(Entries drawn from a collection)
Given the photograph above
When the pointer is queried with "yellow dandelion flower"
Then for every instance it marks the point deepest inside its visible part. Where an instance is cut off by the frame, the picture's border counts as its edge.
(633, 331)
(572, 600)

=== Short exercise ===
Convert the data above into a Markdown table with two columns, Row and Text, giving each nonblank line its own numbered row.

=== Finished exercise ===
| Row | Text |
|---|---|
| 1 | Given the photograph above |
| 2 | When the pointer is queried with "yellow dandelion flower" |
| 3 | Then for every instance it marks the point deepest inside its visible part. Where an instance is cut off by the frame, the picture's border counts as its edge. |
| 4 | (633, 331) |
| 5 | (572, 600) |